READING PASSAGE ->
+--

- Origin: France
- Genres: Drum and Bass Dub World Music Big beat
- Years active: 1998–present
- Labels: Sony Music
- Members: Miguel Saboga (vocals, drums & percussion, keyboards) Garbis Baharian (sound & treatments) Yvo Abadi (drums & percussion)
- Past members: Igor Nitinksky Herve Bouffartigues (keyboards)

= Ethnician =

Ethnician is the band formed by Yvo Abadi (Percussion/Drums), Miguel Saboga (vocals and Percussion), Igor Nikitinsky, Garbis Baharian (Samplers) of Dirty District. their music falls into the category of World Music, Dub and Drum and Bass but also goes into Metal, Reggae and Dance styles also. Discovered by the Printemps de Bourges Festival Network, Revelation of the Pop-Komm 98 according to the German press, the band choose to record their first album in an abandoned movie theater located in the African district of Paris. the name Ethnician was chosen basically because each is from a different ethnic background: Miguel was born in Portugal, Igor was born in Russia, Garbis is from Armenia and Yvo is from Egypt. Recently the band has apparently split and Miguel and Yvo are currently in another Ethnician type band, the heavy percussion-based BOX OHM Station

== Discography ==

- Self Titled (1999)

+--

ACTIVITY 1 ->
Copy the Ethnician article word for word, from "- Origin: France" to "(drums & percussion)".
ACTIVITY 2 ->
Pick up the Ethnician article where it stops and keep writing it.
The listing after the Ethnician article has no connection to it.

DATA ->
+--

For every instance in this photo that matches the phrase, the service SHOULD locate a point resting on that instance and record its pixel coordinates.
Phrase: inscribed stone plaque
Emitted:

+--

EXPECTED OUTPUT 1 ->
- Origin: France
- Genres: Drum and Bass Dub World Music Big beat
- Years active: 1998–present
- Labels: Sony Music
- Members: Miguel Saboga (vocals, drums & percussion, keyboards) Garbis Baharian (sound & treatments) Yvo Abadi (drums & percussion)

EXPECTED OUTPUT 2 ->
1. USS (Universal Sound System)
2. Moussaï
3. Growing Seeds
4. Dynamite #3
5. Medicine Man
6. Think Positiv
7. A Test
8. Dub#2
9. Complaint
10. Welcome To Fantasy Island
11. Dynamite
12. Ate Pode Aleijar

they also appear on Tibet Libre (with a calloboration with a monk named Lama Urgyen Dorje, who provides chants for the song) an album based on the International Tibet Independence Movement campaign, Remixes Stereo Stress with come with us (you better!) and French Dub Connection with extended version of USS.